LESETEXT >>
■ ■ ■

# TrySim User



## ALgG (19 März 2011)

Moin.
ich beschäftige mich gerade wieder mit Trysim.

Mich würde mal interessieren ob es noch mehr Leute gibt die TrySim nutzen.

Gruß
Andi

Dumm gelaufen, habe ich doch glatt falsch geklickt


----------



## Eagle2010 (9 Juli 2011)

Ja, nutze die TrySim Light V4.0.
Kann mir jemand helfen. Möchte meine AWL in eine Simulation umsetzen, hab da aber so meine Schwierigkeiten.
Habe bis jetzt nur mit Tastern, Schaltern und LED gearbeitet, was auch immer gut funktioniert hat.
Nun habe ich aber Sensoren, Förderbänder und Schieber.

 Kann man so etwas auch Simulieren?
Gruß Micha


----------



## ALgG (9 Juli 2011)

Hallo Micha,

klar geht das.  Wo liegt dein Problem? In der Umsetzung vom AWL oder in den Parametern der Simulation?

Gruß
Andi


----------



## Eagle2010 (9 Juli 2011)

Ich weiß nicht wie ich das Förderband zum laufen bringen soll.
Hab also eine Aufgabe und sigar die Passende Lösung in AWL und FUP dazu. Nur weiß ich nicht wie ich ein Förderband, Schieber etc. in die simualtion umsetzen soll.
Würde gern ein bild hier einsetzen weiß aber leider nicht wie das geht.

Gruß Micha


----------



## ALgG (9 Juli 2011)

Hallo Micha,

der von mir am meisten gehasste Satz in Foren, HASTE MAL DIE HILFE durchsucht?*ROFL*

Dummerweise habe ich meinen Dongle momentan nicht zur Hand, bin gerade Wochenendheimfahrer und der Dongle liegt an meinem Arbeitsplatz:-?.

In der Onlinehilfe von Trysim bzw auch in den Beispielen findest Du einige Anwendungsbeispiele.

Habe auch gerade kein Windoofrechner, daher mal aus dem Kopf eine grobe Vorgehensweise:

In der Registerkarte zum Laufband sind pro Laufrichtung Adressen für die Motoren angelegt die man auch anpassen kann. Diese kannst Du dann im Programm wie alle anderen Ausgänge verarbeiten.

■ ■ ■

GESPEICHERTE ZEILEN >>
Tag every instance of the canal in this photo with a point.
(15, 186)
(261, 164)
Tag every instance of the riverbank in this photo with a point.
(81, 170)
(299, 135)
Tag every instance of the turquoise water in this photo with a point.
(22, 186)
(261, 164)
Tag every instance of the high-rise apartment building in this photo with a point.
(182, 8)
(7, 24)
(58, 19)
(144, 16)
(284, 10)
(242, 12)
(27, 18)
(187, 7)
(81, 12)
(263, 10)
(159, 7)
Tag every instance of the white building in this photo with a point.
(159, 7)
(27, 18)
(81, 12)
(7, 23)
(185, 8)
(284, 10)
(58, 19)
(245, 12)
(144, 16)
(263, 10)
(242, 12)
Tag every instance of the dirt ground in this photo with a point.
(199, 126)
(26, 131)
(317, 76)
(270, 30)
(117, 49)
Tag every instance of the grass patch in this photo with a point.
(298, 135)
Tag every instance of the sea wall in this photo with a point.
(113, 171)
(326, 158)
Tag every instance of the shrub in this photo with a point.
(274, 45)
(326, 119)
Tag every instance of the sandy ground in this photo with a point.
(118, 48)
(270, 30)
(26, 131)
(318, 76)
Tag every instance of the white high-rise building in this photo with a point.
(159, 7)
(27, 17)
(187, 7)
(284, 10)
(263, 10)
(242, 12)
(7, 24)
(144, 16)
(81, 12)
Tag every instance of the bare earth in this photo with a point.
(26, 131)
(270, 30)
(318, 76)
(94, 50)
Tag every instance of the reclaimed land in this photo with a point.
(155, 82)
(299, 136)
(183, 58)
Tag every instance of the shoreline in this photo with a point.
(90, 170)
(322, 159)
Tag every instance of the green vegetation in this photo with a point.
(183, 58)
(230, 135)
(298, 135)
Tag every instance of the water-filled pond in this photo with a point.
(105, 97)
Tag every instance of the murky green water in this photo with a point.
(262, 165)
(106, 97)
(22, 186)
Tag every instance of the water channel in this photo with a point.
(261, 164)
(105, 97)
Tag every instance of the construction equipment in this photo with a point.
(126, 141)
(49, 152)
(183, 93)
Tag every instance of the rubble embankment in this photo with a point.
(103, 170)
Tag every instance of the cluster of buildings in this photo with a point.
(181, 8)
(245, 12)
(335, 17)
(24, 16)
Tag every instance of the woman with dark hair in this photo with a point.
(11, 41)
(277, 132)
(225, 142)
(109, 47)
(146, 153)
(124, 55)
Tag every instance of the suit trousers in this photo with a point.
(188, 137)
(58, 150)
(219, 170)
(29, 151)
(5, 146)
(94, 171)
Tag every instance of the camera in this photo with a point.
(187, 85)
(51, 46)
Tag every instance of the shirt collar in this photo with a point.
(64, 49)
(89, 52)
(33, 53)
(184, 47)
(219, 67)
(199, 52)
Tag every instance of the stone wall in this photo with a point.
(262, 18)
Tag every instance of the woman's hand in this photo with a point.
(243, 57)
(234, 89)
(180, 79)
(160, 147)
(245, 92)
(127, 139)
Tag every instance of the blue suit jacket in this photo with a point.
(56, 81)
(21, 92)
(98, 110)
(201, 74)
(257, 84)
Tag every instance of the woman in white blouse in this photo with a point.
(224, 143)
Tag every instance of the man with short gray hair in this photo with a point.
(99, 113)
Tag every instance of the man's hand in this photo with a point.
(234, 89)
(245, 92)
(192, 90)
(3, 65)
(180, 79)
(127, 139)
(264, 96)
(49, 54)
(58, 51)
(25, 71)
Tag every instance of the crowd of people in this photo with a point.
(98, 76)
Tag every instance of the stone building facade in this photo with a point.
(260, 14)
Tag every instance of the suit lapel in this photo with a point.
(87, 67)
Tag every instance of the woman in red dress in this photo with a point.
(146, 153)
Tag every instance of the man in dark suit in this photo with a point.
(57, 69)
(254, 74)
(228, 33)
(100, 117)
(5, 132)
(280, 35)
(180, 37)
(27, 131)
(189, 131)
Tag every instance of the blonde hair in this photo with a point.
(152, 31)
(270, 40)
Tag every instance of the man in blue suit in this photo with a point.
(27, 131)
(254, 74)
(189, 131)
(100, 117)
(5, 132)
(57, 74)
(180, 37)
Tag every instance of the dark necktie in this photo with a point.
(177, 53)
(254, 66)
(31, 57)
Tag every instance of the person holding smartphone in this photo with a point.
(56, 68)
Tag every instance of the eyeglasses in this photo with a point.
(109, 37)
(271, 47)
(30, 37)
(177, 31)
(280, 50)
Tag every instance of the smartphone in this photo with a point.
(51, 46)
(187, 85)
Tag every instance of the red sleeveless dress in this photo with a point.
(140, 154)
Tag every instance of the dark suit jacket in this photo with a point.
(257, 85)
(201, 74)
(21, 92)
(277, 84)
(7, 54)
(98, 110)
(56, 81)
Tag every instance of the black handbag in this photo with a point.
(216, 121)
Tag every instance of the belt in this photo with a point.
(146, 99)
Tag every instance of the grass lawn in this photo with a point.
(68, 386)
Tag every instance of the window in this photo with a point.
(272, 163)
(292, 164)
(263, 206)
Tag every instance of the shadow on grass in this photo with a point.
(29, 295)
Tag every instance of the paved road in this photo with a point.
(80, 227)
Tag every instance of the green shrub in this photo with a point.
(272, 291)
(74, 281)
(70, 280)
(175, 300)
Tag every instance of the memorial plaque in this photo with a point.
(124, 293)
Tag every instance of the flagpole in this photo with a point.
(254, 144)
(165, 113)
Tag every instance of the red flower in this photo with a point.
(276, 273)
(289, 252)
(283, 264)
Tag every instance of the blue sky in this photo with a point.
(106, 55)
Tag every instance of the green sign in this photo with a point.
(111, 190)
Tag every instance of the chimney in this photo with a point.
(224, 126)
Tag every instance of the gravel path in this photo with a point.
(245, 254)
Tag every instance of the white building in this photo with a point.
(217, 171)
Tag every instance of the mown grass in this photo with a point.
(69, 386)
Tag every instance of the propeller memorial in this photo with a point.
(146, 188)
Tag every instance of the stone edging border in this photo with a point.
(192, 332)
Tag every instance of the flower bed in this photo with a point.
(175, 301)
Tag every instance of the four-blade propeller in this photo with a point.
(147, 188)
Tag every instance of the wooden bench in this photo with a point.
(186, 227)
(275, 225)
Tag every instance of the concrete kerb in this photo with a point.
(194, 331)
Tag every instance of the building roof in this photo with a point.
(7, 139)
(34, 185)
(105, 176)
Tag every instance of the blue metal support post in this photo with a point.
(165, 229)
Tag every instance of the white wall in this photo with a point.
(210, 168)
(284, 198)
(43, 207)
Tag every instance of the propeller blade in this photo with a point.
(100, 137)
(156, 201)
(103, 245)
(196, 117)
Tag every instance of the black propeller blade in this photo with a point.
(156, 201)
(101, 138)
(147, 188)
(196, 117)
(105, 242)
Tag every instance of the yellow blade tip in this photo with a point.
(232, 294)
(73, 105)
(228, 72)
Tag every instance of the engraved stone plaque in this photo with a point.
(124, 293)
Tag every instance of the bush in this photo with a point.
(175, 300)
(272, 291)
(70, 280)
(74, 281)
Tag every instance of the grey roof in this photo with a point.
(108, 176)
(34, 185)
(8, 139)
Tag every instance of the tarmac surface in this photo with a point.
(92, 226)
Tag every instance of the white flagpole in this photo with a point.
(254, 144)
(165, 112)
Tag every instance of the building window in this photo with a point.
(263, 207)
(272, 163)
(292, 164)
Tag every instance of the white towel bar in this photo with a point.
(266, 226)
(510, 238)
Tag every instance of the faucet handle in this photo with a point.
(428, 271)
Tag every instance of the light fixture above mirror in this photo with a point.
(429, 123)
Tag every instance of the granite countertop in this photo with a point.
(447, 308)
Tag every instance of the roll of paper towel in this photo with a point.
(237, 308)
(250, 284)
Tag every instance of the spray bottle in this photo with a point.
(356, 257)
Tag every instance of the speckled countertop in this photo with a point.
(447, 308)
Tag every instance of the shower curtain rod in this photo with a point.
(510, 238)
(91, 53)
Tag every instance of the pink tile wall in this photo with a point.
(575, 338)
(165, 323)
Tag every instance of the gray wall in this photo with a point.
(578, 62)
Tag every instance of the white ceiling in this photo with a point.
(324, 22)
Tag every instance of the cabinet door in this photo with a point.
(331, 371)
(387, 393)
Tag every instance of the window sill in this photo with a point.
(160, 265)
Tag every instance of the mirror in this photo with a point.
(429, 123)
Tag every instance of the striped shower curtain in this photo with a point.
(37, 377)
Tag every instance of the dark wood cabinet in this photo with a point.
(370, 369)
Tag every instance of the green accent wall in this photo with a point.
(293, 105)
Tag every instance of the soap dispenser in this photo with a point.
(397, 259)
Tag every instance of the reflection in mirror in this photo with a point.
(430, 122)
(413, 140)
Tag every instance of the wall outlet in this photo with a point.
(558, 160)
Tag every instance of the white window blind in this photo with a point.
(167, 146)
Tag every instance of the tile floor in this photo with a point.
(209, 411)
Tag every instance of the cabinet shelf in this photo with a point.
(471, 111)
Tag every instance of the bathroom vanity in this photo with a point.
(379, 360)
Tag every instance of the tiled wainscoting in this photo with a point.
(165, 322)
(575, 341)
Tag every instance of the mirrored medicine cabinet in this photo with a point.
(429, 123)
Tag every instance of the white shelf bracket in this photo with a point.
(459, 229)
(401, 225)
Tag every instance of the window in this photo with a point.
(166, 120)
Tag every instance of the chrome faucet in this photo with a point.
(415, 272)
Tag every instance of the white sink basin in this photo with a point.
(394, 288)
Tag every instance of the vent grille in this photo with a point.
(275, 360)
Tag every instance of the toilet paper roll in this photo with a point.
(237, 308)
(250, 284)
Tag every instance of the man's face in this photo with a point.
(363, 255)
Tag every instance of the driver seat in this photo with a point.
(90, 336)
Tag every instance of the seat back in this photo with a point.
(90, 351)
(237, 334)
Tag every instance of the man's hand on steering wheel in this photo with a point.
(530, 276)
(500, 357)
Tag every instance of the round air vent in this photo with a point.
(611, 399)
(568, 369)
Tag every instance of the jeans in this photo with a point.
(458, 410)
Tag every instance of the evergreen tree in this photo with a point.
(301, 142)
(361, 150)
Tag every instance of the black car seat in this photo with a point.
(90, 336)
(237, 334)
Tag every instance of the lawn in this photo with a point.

■ ■ ■

ZIEL 1 >> Welche Version von TrySim nutzt Eagle2010 laut dem Forenthread zu TrySim?
ZIEL 2 >> Übersetze den Satz „Ich weiß nicht wie ich das Förderband zum laufen bringen soll.“ aus dem Forenthread zu TrySim ins Englische.
ZIEL 3 >> Nimm den Forenthread zu TrySim nach seinem letzten Satz wieder auf und setze ihn fort.
Die Zeilen spielen hierfür keine Rolle.

SCHRIFTLICHE ANTWORT 1 >> TrySim Light V4.0.

SCHRIFTLICHE ANTWORT 2 >> I don't know how to get the conveyor belt running.

SCHRIFTLICHE ANTWORT 3 >>
Weitere Beispiele findest Du bei: http://www.u-ohm.de/indexTRY.htm

Detailierte Hilfe ist erst im Laufe der Woche möglich, dazu brauche ich dann aber auch detailierte Fragen.

Gruß
Andi

Mein Baby:http://www.youtube.com/watch?v=55d2bff086c


----------



## Eagle2010 (9 Juli 2011)

Ja geht klar, werd mir mal die beispiele reinziehen und dir eine genaue erklärung zurechtzaubern.
schönens Wochenende 
Tschau micha


----------



## mike1908 (14 Juli 2011)

Das werde ich mir die Tage mal anschauen


----------



## Eagle2010 (19 Juli 2011)

Hallo Andy, 
schönes Teil -dein Baby- !!
Aber für mich noch etwas weit entfernt.
Mein erstes Problem ist: Wie gehe ich an die Sache ran?
Meist verstehe ich die Vorgehensweise - wenn ich sie fertig sehe, aber selbst drauf kommen? Da hab ich noch so meine Schwirigkeiten.
Wäre nett wenn du mir die AWL bzw FUP zukommmen lassen könntest. Und himmlich wenn da noch ein Zustandsgraph bzw deine Vorgehensweise zur Erklärung dabei wäre.
Gruß Micha


----------



## ALgG (22 Juli 2011)

Sorry, jetzt kann ich Dir nicht ganz folgen.

Geht es nun um TrySim oder um die Programmierung von Steuerungen?

Meine Vorgehensweise wird Dir nicht helfen, ich bin eine Staatlich anerkannte Laborratte mit völlig unstrukturierter Arbeitsweise, die jedoch immer ans Ziel kommt! So lautet eine Aussage von einem meiner Fachdozenten.

Daher wird Dir mein Programmcode nicht helfen, zumal ich aus dem Assembler Bereich komme und S7 für mich Steinzeittechnik bedeutet.

Für ein Selbststudium kann ich nur 

Automatisieren mit SPS - Theroie und Praxis

von Günter Wellenreuther und Dieter Zastrow im  Vieweg+Teubner Verlag

empfehlen.

Zustandsgraph? Kann man das Essen? Werden im oben genannten Buch verwendet, ist aber bestimmt nicht meine Welt. Bestimmte Normen und Zertifizierungen halte ich für absolut überflüssig

Grundsätzliche Vorgehensweise, Papier,Papier,Papier......

Skizzen, Ablaufdiagramme, boolsche Wahrheitstabellen was passiert wenn... dann den Ablauf in Blöcke aufteilen also einzelne Aufgaben und dies dann in Programmcode umsetzen.

Die Praxis sieht jedoch meist anders aus, erst Programmieren, mit Try and Error testen und dann die Doku aufs Papier bringen. (Leider nicht nur bei SPS Projekten).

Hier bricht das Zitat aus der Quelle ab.